**What you need to do:** Rewrite the rows below, changing every "even-odd" to "nonzero" and leaving everything else as it is.

**Material to process:**
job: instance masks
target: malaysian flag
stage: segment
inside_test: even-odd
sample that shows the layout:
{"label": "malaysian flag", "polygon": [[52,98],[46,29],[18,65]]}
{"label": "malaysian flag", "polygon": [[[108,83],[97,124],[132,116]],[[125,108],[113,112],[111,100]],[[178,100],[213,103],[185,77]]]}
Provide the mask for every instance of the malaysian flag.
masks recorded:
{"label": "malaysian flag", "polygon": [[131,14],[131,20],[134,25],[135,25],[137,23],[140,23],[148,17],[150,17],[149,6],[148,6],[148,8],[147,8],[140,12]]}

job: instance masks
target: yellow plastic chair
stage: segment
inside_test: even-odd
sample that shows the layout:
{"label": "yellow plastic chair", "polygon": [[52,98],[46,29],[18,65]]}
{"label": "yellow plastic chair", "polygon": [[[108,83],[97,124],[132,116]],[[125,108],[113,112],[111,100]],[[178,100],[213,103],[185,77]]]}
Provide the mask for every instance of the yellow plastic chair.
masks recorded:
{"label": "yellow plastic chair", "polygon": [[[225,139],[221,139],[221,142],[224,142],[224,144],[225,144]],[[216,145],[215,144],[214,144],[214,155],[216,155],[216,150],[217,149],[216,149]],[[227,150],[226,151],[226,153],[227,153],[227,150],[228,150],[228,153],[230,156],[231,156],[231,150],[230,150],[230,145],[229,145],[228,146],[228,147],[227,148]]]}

**Complete response:**
job: instance masks
target: malaysian flag
stage: segment
inside_test: nonzero
sample that shows the layout:
{"label": "malaysian flag", "polygon": [[52,98],[46,29],[18,65]]}
{"label": "malaysian flag", "polygon": [[[108,83],[97,124],[132,116]],[[125,108],[113,112],[111,100]],[[178,100],[213,103],[185,77]]]}
Provide the mask for every instance of the malaysian flag.
masks recorded:
{"label": "malaysian flag", "polygon": [[131,14],[131,20],[134,25],[135,25],[137,23],[140,23],[148,17],[150,17],[149,6],[148,6],[148,8],[147,8],[140,12]]}

job: instance masks
target: yellow plastic chair
stage: segment
inside_test: nonzero
sample that shows the layout:
{"label": "yellow plastic chair", "polygon": [[52,98],[46,29],[18,65]]}
{"label": "yellow plastic chair", "polygon": [[[108,83],[97,124],[132,116]],[[125,108],[113,112],[111,100]],[[178,100],[213,103],[185,77]]]}
Provide the mask for every instance of the yellow plastic chair.
masks recorded:
{"label": "yellow plastic chair", "polygon": [[[225,139],[221,139],[221,142],[224,142],[224,144],[225,144]],[[216,145],[215,144],[214,144],[214,155],[216,155],[216,150],[217,149],[216,149]],[[227,150],[226,151],[226,153],[227,153],[227,150],[228,150],[228,153],[230,156],[231,156],[231,150],[230,150],[230,145],[229,145],[228,146],[228,147],[227,148]]]}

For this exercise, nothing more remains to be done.